(AIM OF THE EXERCISE): Reproduce the records that follow in full, excluding any picture they contain.

(AVAILABLE DATA):
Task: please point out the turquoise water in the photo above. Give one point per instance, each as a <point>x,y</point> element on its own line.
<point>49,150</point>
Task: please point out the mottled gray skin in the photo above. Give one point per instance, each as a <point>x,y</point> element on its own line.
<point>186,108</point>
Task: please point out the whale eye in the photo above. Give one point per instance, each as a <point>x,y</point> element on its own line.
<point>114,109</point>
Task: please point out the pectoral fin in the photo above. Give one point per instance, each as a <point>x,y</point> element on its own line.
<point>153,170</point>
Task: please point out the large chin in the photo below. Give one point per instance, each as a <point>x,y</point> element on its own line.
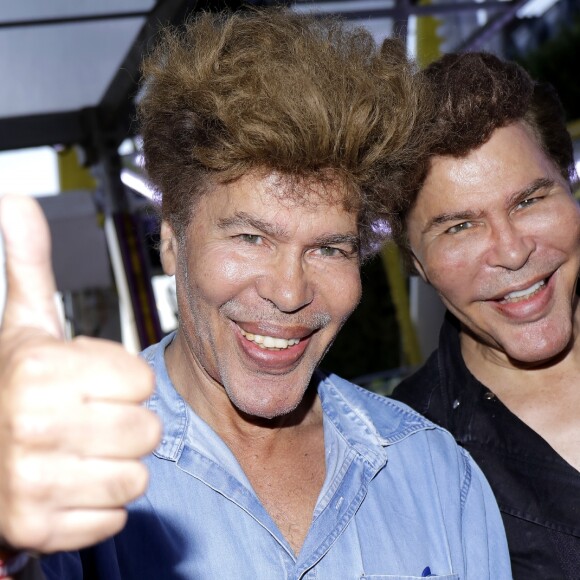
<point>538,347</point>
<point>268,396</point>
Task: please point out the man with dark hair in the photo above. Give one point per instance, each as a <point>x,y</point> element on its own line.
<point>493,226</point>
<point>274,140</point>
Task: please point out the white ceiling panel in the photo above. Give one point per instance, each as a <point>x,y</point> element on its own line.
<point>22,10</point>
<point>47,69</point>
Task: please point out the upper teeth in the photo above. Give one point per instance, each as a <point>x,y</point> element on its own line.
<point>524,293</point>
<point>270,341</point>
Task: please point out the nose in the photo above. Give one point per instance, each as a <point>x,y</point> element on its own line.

(REPLY TO THE EXERCISE):
Task: please point out the turquoise water in the photo above. Give one point per instance, each as a <point>x,y</point> element on its own line.
<point>49,150</point>
Task: please point out the mottled gray skin in the photo above. Give one point per instance, each as a <point>x,y</point> element on its own line.
<point>186,108</point>
Task: please point out the whale eye in the photo above. Give one point per instance, each as a <point>x,y</point> element on its own line.
<point>114,109</point>
Task: please point out the pectoral fin in the photo above. Give one point per instance, each as a <point>x,y</point> element on its own line.
<point>153,170</point>
Task: please point out the large chin in the photo below. Give one point per instance, each as a <point>x,y</point> element on its own line.
<point>538,347</point>
<point>268,396</point>
Task: please point out the man with dark hair in the photo above. Give one point per instance, each as a <point>x,y</point> element on its own line.
<point>493,226</point>
<point>274,140</point>
Task: please point out the white ceiling panel in the photo above. Give one point per instance, each as a <point>x,y</point> element on its own line.
<point>22,10</point>
<point>47,69</point>
Task: please point out the upper teeth in the photo above. Give one point per instance, each as a <point>x,y</point> element on its own line.
<point>524,293</point>
<point>270,341</point>
Task: please point out the nose in the photo above. Give one point per instance, each as a <point>x,y</point> element on its own line.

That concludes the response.